(Stored data)
□ □ □ □ □
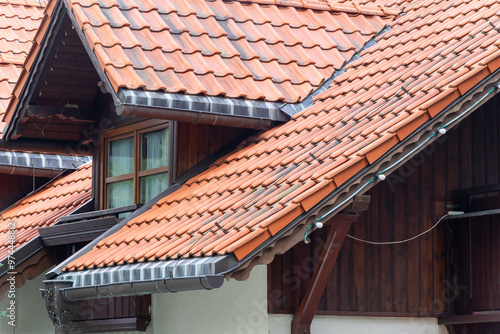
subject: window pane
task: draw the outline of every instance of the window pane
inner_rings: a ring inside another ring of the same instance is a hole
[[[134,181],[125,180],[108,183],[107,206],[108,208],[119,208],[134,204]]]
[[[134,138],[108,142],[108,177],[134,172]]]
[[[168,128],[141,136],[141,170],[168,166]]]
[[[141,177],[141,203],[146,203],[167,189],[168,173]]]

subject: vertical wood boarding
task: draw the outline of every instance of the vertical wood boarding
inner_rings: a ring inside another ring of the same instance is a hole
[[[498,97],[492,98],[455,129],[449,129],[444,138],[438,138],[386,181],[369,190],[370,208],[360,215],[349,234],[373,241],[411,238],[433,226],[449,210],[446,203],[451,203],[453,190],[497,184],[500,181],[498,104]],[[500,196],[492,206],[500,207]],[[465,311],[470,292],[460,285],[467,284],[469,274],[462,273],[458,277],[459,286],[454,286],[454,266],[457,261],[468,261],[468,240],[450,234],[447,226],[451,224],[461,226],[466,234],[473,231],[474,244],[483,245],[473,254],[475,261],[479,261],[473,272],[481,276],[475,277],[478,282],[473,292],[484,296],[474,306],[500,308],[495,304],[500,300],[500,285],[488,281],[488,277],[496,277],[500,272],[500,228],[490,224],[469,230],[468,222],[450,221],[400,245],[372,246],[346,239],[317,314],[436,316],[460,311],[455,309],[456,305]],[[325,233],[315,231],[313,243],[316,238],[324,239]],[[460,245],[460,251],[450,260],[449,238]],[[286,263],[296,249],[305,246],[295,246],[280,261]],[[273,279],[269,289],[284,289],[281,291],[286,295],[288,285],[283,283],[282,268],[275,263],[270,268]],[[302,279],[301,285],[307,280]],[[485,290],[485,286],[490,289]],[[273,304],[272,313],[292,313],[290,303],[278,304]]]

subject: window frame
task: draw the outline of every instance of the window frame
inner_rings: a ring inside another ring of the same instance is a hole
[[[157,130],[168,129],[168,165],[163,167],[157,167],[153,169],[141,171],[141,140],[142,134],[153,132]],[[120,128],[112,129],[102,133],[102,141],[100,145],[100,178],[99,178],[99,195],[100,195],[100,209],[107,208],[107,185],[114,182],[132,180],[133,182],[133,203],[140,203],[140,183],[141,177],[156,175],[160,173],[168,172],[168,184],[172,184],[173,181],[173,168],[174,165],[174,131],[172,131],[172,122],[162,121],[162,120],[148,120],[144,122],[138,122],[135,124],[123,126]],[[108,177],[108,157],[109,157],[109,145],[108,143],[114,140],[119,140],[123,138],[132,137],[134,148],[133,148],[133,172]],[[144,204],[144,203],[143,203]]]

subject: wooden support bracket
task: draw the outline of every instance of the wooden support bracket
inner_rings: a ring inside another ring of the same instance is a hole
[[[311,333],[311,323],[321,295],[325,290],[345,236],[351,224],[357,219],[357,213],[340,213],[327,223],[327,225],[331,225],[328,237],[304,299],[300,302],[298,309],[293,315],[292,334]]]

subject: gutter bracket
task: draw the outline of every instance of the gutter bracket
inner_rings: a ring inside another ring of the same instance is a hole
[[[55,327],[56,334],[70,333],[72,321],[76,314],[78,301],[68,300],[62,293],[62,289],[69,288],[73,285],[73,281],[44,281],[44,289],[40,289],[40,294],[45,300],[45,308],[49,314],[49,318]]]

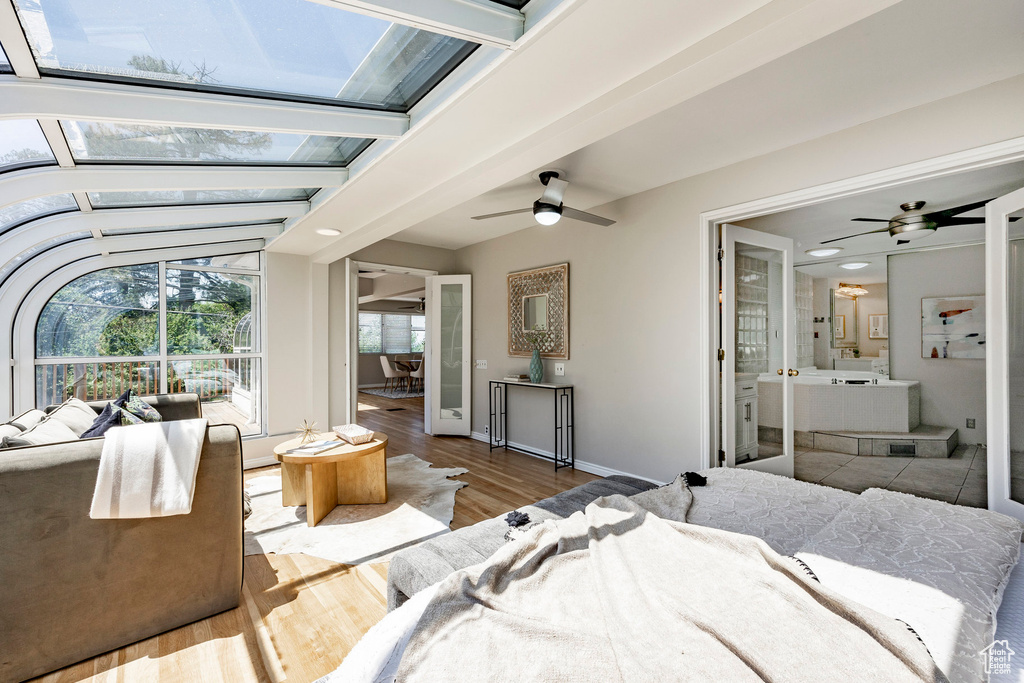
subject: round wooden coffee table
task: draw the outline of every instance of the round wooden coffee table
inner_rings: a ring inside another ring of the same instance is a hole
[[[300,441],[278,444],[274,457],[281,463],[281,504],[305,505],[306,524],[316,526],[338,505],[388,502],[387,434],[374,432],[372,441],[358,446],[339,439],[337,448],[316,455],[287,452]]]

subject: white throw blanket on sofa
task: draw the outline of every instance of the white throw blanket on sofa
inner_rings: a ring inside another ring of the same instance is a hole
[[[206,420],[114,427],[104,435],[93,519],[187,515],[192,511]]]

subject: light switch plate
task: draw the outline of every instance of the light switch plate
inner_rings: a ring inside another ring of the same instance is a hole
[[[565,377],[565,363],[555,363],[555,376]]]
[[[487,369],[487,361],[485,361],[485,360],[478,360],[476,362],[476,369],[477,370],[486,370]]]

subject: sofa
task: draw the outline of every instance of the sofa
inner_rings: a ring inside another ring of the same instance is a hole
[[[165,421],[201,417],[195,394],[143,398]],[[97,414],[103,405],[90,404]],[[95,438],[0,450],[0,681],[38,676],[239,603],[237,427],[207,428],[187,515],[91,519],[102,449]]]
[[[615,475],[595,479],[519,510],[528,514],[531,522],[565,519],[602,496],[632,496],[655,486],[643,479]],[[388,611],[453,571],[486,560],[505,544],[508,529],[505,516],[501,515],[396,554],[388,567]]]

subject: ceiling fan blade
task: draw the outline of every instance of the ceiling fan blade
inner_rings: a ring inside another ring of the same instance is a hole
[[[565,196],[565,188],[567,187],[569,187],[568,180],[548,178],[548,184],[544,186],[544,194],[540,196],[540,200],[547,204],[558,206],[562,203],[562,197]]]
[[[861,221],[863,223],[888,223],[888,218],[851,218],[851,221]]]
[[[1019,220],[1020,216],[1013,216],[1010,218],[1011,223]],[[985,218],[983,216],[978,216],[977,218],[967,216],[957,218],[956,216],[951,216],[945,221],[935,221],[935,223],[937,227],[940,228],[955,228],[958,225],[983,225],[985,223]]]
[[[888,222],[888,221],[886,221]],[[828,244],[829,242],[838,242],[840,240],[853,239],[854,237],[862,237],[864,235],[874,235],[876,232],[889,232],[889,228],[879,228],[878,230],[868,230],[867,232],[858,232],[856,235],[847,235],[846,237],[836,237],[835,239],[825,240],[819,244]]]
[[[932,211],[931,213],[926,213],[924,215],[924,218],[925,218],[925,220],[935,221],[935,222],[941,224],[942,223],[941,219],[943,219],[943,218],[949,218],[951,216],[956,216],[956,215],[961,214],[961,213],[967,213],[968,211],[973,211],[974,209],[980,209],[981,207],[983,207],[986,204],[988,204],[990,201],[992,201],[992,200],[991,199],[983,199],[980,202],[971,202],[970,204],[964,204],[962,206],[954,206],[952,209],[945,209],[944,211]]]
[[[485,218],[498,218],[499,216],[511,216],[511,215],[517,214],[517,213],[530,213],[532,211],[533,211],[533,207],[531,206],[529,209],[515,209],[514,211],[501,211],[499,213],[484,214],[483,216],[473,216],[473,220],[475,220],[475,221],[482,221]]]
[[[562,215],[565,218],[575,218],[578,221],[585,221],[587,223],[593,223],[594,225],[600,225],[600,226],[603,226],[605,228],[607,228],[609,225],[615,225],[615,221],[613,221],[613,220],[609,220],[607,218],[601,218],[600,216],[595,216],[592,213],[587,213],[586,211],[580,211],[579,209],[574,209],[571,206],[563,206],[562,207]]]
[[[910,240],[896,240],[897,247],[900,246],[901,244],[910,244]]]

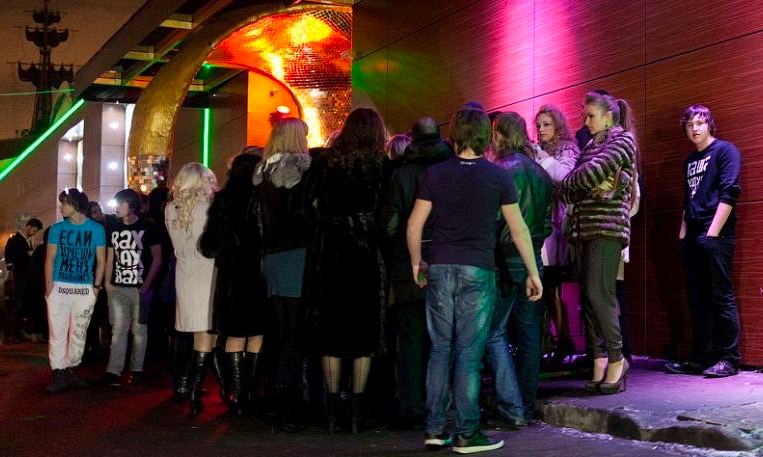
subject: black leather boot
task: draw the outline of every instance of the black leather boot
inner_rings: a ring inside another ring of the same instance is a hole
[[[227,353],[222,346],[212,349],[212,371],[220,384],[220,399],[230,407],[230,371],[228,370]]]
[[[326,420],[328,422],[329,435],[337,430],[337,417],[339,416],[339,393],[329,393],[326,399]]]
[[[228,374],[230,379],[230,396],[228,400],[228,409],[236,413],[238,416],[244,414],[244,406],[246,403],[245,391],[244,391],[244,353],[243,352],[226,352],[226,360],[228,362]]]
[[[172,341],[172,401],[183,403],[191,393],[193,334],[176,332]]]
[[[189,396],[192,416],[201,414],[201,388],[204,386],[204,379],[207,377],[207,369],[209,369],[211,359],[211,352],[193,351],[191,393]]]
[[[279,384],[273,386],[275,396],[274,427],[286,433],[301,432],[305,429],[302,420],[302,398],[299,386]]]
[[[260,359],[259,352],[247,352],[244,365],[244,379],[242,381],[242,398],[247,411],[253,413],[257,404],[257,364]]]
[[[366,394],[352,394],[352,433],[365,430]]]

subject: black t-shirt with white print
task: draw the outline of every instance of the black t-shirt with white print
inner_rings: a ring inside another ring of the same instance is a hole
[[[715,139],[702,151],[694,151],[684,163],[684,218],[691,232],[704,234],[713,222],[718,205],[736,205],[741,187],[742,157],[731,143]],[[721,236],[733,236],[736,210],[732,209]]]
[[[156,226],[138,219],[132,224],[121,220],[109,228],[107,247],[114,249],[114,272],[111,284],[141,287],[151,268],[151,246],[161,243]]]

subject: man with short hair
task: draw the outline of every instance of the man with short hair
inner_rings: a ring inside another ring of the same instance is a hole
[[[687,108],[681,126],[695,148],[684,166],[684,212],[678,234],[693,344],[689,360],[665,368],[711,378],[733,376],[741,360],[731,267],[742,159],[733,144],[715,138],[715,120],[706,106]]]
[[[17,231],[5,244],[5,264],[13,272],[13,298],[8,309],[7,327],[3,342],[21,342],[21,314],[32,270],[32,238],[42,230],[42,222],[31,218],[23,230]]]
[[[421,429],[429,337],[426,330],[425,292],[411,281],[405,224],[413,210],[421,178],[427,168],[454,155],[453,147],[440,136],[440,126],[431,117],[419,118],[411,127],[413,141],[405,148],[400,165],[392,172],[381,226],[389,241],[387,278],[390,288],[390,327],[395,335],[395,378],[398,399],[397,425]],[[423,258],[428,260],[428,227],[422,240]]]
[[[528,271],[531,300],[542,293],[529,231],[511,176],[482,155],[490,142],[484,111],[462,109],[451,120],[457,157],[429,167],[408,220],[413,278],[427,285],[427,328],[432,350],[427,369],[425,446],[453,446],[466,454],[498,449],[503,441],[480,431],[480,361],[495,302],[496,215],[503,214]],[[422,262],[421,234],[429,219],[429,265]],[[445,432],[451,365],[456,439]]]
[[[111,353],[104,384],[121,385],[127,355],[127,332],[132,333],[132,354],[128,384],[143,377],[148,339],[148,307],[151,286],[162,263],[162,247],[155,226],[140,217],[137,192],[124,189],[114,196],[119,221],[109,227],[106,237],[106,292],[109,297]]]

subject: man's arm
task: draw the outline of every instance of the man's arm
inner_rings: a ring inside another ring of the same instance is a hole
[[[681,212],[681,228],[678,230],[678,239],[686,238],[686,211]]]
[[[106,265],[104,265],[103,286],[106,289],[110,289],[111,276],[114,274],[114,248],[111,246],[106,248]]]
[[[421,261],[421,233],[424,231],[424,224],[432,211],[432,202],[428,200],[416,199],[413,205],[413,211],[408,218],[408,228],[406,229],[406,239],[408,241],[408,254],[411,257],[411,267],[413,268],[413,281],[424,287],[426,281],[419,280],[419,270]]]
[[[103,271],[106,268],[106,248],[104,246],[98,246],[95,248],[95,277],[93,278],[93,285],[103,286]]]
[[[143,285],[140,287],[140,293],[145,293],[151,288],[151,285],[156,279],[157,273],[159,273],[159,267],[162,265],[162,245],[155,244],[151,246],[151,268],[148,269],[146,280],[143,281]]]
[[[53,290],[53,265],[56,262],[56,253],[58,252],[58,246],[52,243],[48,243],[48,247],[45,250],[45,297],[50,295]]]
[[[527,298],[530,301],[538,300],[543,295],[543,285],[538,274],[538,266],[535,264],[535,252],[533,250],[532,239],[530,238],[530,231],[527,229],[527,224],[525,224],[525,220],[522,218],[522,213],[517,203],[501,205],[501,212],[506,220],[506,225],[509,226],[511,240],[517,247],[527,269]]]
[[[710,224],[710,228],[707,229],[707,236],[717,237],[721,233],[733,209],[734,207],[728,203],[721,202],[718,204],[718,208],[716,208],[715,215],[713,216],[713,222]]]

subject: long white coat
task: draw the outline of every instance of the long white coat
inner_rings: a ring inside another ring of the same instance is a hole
□ □ □ □ □
REQUIRED ACTION ->
In the records above, find the line with "task: draw the outline of every instance of the light"; write out exactly that line and each one after it, stopping after the line with "task: draw the outline of every instance of the ceiling".

TASK RESULT ->
task: draw the outline of every instance of the light switch plate
inner_rings: a ring inside another ring of the same instance is a hole
[[[565,377],[565,363],[555,363],[555,376]]]
[[[487,369],[487,361],[485,361],[485,360],[478,360],[476,362],[476,369],[477,370],[486,370]]]

subject: sofa
task: draw the outline of every instance of the sofa
inner_rings: a ring inside another ring of the same instance is a hole
[[[165,421],[201,417],[195,394],[143,398]],[[97,414],[103,405],[90,404]],[[95,438],[0,450],[0,681],[38,676],[239,603],[237,427],[207,428],[187,515],[91,519],[102,449]]]
[[[615,475],[595,479],[519,510],[528,514],[531,522],[565,519],[602,496],[632,496],[655,486],[643,479]],[[388,611],[453,571],[486,560],[505,544],[508,529],[505,516],[501,515],[396,554],[388,567]]]

subject: ceiling fan blade
task: draw the outline of every instance of the ceiling fan blade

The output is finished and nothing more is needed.